▸ **EXTRACT**:

= = = = =

Capacity Planning – Yes Transaction Log Space is Critical to Keeping your Databases Healthy and Mounted


The other day I was chatting with one of our Supportability Program Managers, Nino Bilic, and he mentioned something that was rather alarming  – the number one reason why our Premier customers open Exchange 2010 critical situations is because Mailbox databases dismount due to running out of disk space on the transaction log LUN. 

I’ll let that sink in for a moment.  Naturally I’m shocked…to be completely honest, I thought with the Mailbox Requirements Calculator and our guidance on TechNet, we’d have wiped out this issue by now.  After sharing this information with me, Nino decided that I, not he, should write a blog article on the topic of transaction log capacity planning (gee, thanks Nino!).

Capacity Planning 101

In order to properly size a transaction log LUN, we need to understand a few things about the environment:

  1. How many mailboxes will reside in the database?
  2. What is the message profile of the mailboxes in the database?

= = = = =

▸ **STATED EXERCISE A**: Quote the passage of the transaction log capacity article between "The other day" and "transaction log LUN.", inclusive.
▸ **STATED EXERCISE B**: Extend the Exchange transaction log capacity article past its final sentence.

Point annotation dataset records
= = = = =

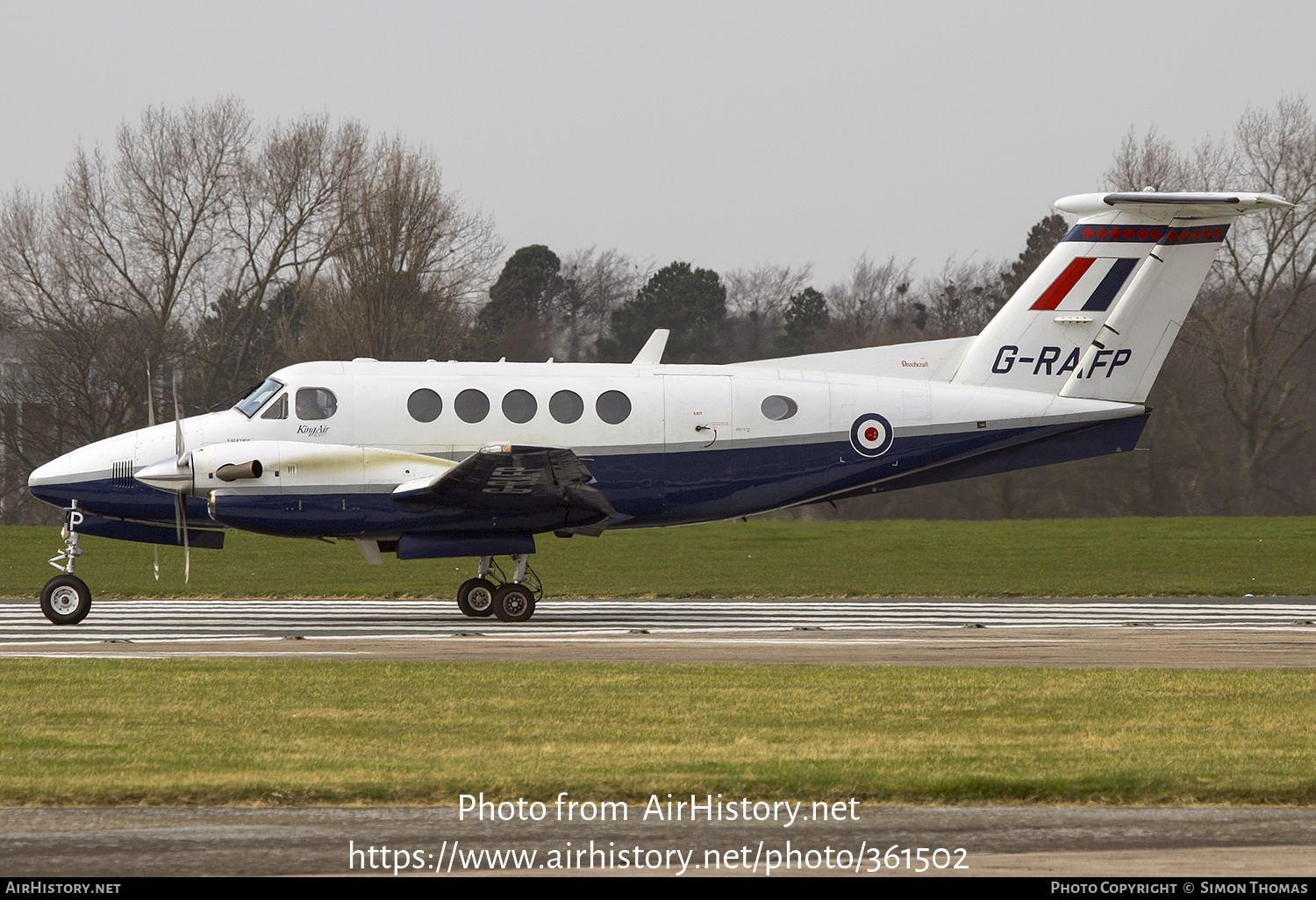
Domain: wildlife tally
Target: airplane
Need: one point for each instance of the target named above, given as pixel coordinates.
(439, 460)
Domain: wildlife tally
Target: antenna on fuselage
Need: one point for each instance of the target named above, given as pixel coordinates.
(650, 354)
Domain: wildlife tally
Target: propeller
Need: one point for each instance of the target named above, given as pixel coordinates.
(175, 476)
(184, 460)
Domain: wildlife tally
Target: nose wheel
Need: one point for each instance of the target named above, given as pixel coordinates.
(492, 594)
(66, 600)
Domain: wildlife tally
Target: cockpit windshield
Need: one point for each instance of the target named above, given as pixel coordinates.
(254, 400)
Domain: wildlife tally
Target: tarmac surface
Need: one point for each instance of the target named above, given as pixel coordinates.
(1190, 842)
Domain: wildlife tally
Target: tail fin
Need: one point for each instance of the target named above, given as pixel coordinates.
(1098, 316)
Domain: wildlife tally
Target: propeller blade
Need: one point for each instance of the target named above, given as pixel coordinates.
(181, 524)
(150, 397)
(178, 421)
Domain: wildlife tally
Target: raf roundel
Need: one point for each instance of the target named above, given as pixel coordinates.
(871, 434)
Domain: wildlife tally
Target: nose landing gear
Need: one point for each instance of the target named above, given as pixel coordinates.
(66, 599)
(491, 594)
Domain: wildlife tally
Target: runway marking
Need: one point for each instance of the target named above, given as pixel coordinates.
(21, 623)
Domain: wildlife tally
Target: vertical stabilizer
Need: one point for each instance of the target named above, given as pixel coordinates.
(1098, 316)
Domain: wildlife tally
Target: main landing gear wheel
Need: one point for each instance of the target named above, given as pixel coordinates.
(476, 597)
(66, 600)
(513, 603)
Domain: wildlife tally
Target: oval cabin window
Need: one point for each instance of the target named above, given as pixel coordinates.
(566, 407)
(778, 407)
(613, 407)
(471, 405)
(520, 407)
(424, 405)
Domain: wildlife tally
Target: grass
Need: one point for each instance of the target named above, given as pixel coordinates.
(261, 732)
(268, 732)
(1116, 557)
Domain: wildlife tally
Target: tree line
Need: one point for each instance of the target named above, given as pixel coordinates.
(208, 252)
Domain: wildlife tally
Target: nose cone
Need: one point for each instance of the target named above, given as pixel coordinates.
(173, 474)
(50, 482)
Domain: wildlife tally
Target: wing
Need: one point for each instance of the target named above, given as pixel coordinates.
(519, 482)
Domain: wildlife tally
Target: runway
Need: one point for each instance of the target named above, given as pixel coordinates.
(1170, 632)
(1176, 632)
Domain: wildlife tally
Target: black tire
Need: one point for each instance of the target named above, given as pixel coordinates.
(66, 600)
(513, 603)
(476, 597)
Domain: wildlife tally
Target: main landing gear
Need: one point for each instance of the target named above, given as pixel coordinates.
(66, 599)
(491, 594)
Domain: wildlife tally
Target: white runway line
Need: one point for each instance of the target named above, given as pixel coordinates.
(611, 620)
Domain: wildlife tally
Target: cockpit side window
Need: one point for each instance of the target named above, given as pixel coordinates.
(253, 402)
(316, 403)
(278, 410)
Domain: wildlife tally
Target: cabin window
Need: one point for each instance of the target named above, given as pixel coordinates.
(250, 403)
(613, 407)
(424, 405)
(316, 403)
(778, 407)
(471, 405)
(566, 407)
(278, 410)
(519, 405)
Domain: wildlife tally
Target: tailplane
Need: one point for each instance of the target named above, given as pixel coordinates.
(1098, 316)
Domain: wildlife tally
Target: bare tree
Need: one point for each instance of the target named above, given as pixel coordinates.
(1253, 326)
(597, 282)
(755, 307)
(410, 261)
(865, 304)
(282, 225)
(107, 275)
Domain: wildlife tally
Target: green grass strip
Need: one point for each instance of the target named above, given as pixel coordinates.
(268, 732)
(1112, 557)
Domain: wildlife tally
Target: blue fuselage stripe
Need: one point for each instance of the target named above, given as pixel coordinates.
(645, 489)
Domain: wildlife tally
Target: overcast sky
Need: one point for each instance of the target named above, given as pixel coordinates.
(726, 134)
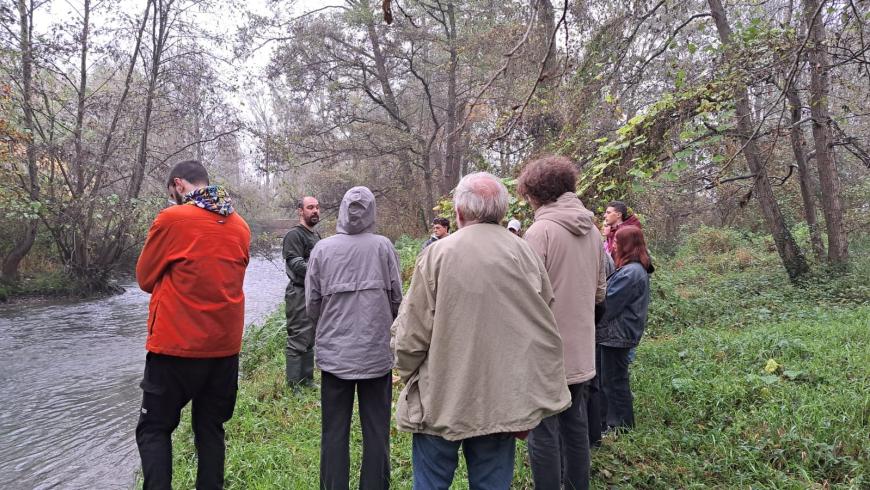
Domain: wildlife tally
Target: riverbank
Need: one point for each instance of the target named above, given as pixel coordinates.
(742, 379)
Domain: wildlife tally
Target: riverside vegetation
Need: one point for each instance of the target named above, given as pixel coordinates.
(743, 380)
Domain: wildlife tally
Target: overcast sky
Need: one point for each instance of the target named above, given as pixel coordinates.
(248, 74)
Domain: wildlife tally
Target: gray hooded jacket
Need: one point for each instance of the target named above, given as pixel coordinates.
(352, 293)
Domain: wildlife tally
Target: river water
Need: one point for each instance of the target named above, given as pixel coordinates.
(69, 384)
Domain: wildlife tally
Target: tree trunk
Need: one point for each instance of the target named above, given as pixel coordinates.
(22, 246)
(797, 144)
(838, 245)
(545, 123)
(80, 259)
(159, 33)
(792, 258)
(453, 154)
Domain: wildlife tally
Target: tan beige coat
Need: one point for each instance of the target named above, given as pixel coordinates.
(567, 240)
(475, 340)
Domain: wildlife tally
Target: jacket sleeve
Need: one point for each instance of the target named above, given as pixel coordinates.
(536, 237)
(313, 297)
(395, 291)
(412, 329)
(154, 259)
(621, 291)
(601, 290)
(293, 250)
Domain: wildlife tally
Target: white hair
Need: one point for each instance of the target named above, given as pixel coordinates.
(480, 198)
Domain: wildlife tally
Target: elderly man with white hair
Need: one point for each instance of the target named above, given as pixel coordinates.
(476, 345)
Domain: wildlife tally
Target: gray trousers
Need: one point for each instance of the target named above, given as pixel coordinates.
(300, 331)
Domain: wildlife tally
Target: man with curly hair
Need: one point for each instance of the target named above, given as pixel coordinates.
(565, 237)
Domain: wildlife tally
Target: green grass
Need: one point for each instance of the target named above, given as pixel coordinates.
(709, 415)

= = = = =

▸ **ANSWER A**:
The other day I was chatting with one of our Supportability Program Managers, Nino Bilic, and he mentioned something that was rather alarming  – the number one reason why our Premier customers open Exchange 2010 critical situations is because Mailbox databases dismount due to running out of disk space on the transaction log LUN.

▸ **ANSWER B**:
  3. What is the average message size?
  4. What is the average mailbox size?
  5. How many mailboxes are moved per day?
  6. What is the backup and restore solution?
  7. Does the solution need to take into account any other failure scenarios, like network failures?

For the purposes of this discussion, let’s assume that each database will house 250 mailboxes.  Each mailbox sends/receives a 150 messages per day, with an average message size of 100KB.  Based on the table in Understanding Mailbox Database and Log Capacity Factors, we know that a 150 message profile with a 75KB average message size generates 30 transaction logs per day (24 hour period).  Since our message size is greater than 75KB, we need to account for that in our transaction logs per mailbox generation.  The guidance stipulates:

If the average message size doubles to 150 KB, the logs generated per mailbox increases by a factor of 1.9. This number represents the percentage of the database that contains the attachments and message tables (message bodies and attachments).

Therefore, we can determine the impact our 100KB average message size has with this formula:

150 / 1.9 = [average message size of profile] / x

x = (100 * 1.9) / 150

x = 1.266666666666667 ~ 1.27

So by having a message size that is 25KB larger than the baseline, the number of transaction logs generated per day per mailbox increases by a factor of 1.27.  Therefore, 30 transaction logs * 1.27 = 39 transaction logs / day / mailbox.  This means, that for a database of 250 mailboxes, each database will generate 39 * 250 = 9,750 mailbox generated transaction logs / day / database.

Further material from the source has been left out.